Now, maybe it would not have occurred to you that the most deft way to address police brutality against black Americans would be with a fantasy musical sequence about an all-black utopia. But that’s exactly what Key and Peele did with “Negrotown,” a previously released sketch that aired in last night’s finale.

Key’s character is walking down the street at night when he both spots a homeless man played by Peele and gets stopped by a white police officer. As the police officer puts Key into the back of the patrol car, he — oops! — bangs Key’s head against the door. Key passes out; when he wakes up, homeless Peele has been transformed into a dandy, singing tour guide, leading Key through a candy-coated musical metropolis without white people where “you can walk the street without getting stopped, harassed, or beat” and “you can wear your hoodie and not get shot!”

Key & Peele felt so right for right now, not because it addressed some brand new issues or ideas — unlike the series, racism did not make its American debut in 2012 — but because it aired in our not-actually-post-racial times, when the kinds of conversations characters had in Key & Peele’s world were happening all over, at a greater volume and frequency than ever before. And the most impressive feat of all might be that, even while every sketch was happening on multiple layers and taking aim at multiple targets, the show was consistently surprising and funny.

Why go off the air now, when audiences are still so hungry for this stuff?

“We both said, ‘Let’s be extremely British about the whole thing,’” Key told the L.A. Times. “You do five seasons, and you go away. Then no one can ever tell you they hated the show.”

• PROMPT 1: Using the Key & Peele excerpt, explain why Key said the pair chose to end the show after five seasons.
• PROMPT 2: Name every character who appears in the "Negrotown" sketch as the Key & Peele excerpt describes it.
• PROMPT 3:
Answer these questions about the Key & Peele excerpt, one line each:
(a) In what year did the series debut?
(b) How many seasons did the show run?
(c) Which newspaper did Key speak to about ending the show?

• MATERIAL:
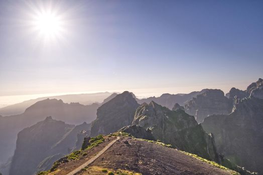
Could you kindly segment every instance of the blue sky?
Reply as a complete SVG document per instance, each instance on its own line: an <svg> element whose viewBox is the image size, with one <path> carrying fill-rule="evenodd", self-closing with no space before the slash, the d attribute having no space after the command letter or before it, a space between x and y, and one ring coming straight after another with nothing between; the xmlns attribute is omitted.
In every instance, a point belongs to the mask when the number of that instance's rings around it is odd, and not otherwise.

• FULL RESPONSE 1: Key said they decided to be "extremely British" about it: do five seasons and then go away. That way, no one could ever tell them they hated the show.

• FULL RESPONSE 2:
- Key's character, who is walking down the street at night
- A homeless man played by Peele, who later becomes a dandy, singing tour guide
- A white police officer

• FULL RESPONSE 3:
(a) 2012
(b) Five
(c) The L.A. Times